* STORED DATA
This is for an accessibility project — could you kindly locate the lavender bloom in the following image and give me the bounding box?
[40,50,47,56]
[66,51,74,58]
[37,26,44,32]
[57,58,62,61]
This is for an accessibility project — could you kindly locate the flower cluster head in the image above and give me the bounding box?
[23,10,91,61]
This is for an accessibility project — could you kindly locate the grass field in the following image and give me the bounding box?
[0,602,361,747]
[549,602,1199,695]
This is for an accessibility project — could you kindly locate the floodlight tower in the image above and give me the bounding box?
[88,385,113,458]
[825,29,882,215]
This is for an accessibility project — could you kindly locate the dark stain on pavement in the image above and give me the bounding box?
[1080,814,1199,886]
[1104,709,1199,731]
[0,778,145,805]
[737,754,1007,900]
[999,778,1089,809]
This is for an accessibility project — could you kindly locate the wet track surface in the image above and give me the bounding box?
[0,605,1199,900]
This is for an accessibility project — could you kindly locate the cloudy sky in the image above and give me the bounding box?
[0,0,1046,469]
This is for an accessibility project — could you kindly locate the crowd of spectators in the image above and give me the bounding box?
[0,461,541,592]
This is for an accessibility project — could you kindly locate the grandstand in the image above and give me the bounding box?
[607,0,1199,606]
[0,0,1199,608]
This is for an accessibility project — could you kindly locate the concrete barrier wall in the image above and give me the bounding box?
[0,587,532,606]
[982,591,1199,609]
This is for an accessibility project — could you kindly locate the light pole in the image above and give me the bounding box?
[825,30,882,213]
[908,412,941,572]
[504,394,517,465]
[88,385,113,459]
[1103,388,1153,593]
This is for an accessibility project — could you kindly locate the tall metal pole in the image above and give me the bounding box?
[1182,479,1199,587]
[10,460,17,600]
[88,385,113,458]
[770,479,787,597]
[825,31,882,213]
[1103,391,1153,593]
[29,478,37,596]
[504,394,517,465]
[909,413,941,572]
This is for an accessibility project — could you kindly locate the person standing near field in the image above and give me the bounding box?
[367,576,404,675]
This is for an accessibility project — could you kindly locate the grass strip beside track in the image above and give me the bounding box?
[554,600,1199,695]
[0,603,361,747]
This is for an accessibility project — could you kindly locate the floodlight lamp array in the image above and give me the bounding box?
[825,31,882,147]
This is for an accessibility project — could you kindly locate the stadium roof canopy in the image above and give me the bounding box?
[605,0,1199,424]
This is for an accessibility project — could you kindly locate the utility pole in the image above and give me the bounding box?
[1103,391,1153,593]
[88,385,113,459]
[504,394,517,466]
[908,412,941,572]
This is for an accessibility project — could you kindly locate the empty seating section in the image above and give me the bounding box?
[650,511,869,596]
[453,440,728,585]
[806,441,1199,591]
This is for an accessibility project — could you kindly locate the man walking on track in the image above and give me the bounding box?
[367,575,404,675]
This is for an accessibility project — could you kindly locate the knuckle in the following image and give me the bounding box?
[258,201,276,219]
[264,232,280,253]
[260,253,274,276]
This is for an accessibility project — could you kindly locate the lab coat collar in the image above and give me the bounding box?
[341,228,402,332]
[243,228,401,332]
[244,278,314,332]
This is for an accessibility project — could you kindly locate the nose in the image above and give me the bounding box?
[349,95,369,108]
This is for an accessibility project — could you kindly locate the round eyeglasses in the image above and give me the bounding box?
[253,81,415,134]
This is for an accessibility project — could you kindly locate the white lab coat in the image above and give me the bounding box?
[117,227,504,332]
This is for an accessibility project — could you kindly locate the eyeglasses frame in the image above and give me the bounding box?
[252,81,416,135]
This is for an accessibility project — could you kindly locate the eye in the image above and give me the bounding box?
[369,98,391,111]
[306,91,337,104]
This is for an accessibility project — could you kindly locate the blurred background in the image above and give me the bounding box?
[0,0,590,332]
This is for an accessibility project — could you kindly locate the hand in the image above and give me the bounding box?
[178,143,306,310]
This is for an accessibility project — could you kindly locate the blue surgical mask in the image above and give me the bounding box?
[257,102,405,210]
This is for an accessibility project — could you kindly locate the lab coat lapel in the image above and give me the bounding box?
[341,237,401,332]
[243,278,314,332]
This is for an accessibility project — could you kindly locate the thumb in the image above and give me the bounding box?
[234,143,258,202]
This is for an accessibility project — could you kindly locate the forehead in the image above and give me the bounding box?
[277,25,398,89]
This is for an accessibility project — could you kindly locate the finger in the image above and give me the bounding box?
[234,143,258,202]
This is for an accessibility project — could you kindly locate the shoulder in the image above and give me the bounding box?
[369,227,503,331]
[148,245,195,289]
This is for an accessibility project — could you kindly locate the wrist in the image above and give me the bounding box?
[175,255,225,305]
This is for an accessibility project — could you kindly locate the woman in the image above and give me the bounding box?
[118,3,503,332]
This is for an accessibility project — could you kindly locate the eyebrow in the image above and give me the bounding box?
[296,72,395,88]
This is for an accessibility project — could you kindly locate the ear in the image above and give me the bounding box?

* WORK TO DO
Retype every row above word for word, leaving nothing out and changing nothing.

* RESULT OF THE EXERCISE
This is for an accessibility project — could you kindly locate the lavender bloom in the following image and give me the bounding box?
[40,50,47,56]
[66,51,74,58]
[37,26,44,32]
[57,58,62,61]
This is for an accessibility project — could you kindly locate the flower cluster head in the image above and give me the bounding box?
[23,10,91,61]
This is for an accessibility project — could you kindly locate the grass field in the following image and give me the bounding box?
[0,602,361,747]
[549,602,1199,695]
This is for an accessibility project — could you kindly locate the floodlight tower in the image above and give me the bounding box?
[88,385,113,458]
[825,29,882,215]
This is for an accessibility project — could you kindly locate the dark stain on pavement in the image above and give me the bounding box?
[1080,814,1199,886]
[1104,709,1199,731]
[0,778,145,805]
[737,754,1007,900]
[999,778,1089,809]
This is for an accessibility project — could you kindly locate the wet track surface in the image above and give me the bounding box?
[0,605,1199,900]
This is for an accessibility project — could you kindly locate the cloudy sky in the image above and give me the bounding box?
[0,0,1046,469]
This is for an accessibility project — could you kindly locate the crowd of spectators in the image above and give me the bounding box?
[0,461,541,592]
This is for an accessibility project — could you kindly locate the grandstand in the image above and give me the bounding box?
[607,0,1199,606]
[0,0,1199,608]
This is for an accessibility project — could you kindly locate the concrete barrier wall in the image above and give me the bounding box?
[0,587,532,606]
[982,591,1199,609]
This is for an accessibility project — could you kindly locate the light pole in the image above and give me the bounding box?
[825,30,882,213]
[908,412,941,572]
[504,394,517,465]
[88,385,113,459]
[1103,388,1153,593]
This is for an accessibility project — could you kindly locate the tall metal pole in the image above and give me the bounding box?
[1182,479,1199,587]
[10,460,17,600]
[88,385,113,458]
[770,479,787,597]
[825,31,882,213]
[1103,391,1153,593]
[29,478,37,596]
[504,394,517,465]
[909,413,941,572]
This is for an accessibility project — could you kindly locate the person standing near field in the image above and give me the bounding box?
[367,576,404,675]
This is for an accessibility project — could you kindly locate the grass strip beside track in the image above and give me the bounding box?
[554,600,1199,695]
[0,603,361,747]
This is for an accessibility project — could you kindly locate the floodlight lamp array in the image above and give me the bounding box?
[825,31,882,147]
This is for an accessibility project — could you kindly locate the stadium roof canopy in the image above and give me the bounding box?
[605,0,1199,424]
This is for an accessibility project — could you kindly locate the utility pole in the image above and give me the bounding box?
[1103,391,1153,593]
[88,385,113,459]
[504,394,517,466]
[908,412,941,572]
This is for an accessibility project — could you kindly locate the empty seating section in the image above and give me the bounding box?
[650,511,869,596]
[453,440,728,585]
[806,441,1199,591]
This is for an accessibility project — could you kindly locate the man walking on track in the image above and give me the bounding box?
[367,575,404,675]
This is for an accessibility project — could you kindly locate the knuckle in the following image and give me the bounding box?
[258,201,276,219]
[264,232,280,253]
[260,253,274,276]
This is for an accessibility project — could you kindly locate the lab coat collar in the image above and give me the bounding box?
[341,228,402,332]
[243,228,401,332]
[244,278,314,332]
This is for an accessibility project — could you kindly locate the nose in the image above and give me the bounding box?
[349,95,369,108]
This is for an accessibility project — could you kindly locate the round eyeglasses in the image above and give me the bounding box?
[253,81,415,134]
This is for an accessibility project — could you kindly locate the white lab coat in the image above and give me the bounding box?
[117,227,504,332]
This is for an accessibility project — could you kindly locate the eyeglasses frame in the image above and give me the bounding box?
[252,81,416,135]
This is for an accessibility project — could you kindly locate the eye in the image above and give me the bounding box?
[369,98,391,111]
[306,91,337,104]
This is for an accessibility project — could you kindly locate the blurred background in the image above and give me the bounding box?
[0,0,590,332]
This is for an accessibility project — could you kindly locate the hand in the image above and give me the bounding box?
[178,143,306,310]
This is for an accessibility project — could you kindly locate the blue surgical mask in the image above and give me the bounding box?
[257,102,405,210]
This is for an accessibility project — could you kindly locate the lab coat lapel in the image above and give me the bounding box?
[341,237,401,332]
[243,278,314,332]
This is for an accessibility project — could you kindly locate the thumb in the image above and give me the bounding box?
[234,143,258,202]
This is for an accessibility project — could you kindly locate the forehead in the image above and give me the bounding box?
[277,25,398,89]
This is for an accessibility project — could you kindly locate the finger in the image above and give me the bounding box?
[234,143,258,202]
This is for an accessibility project — could you kindly locate the shoulder in the image above and give me the bounding box?
[369,227,503,331]
[148,245,195,289]
This is for an accessibility project — could you kindly locate the wrist in the image above and give me the bounding box?
[175,255,225,305]
This is for an accessibility project — could you kindly locate the woman in the image above and give me the bounding box?
[118,3,503,332]
This is for an accessibility project — could you kindly locate the eyebrow in the image above and give me the bounding box?
[296,72,395,88]
This is for an accessibility project — could you kindly locate the ear in the image above and give me the bounding box?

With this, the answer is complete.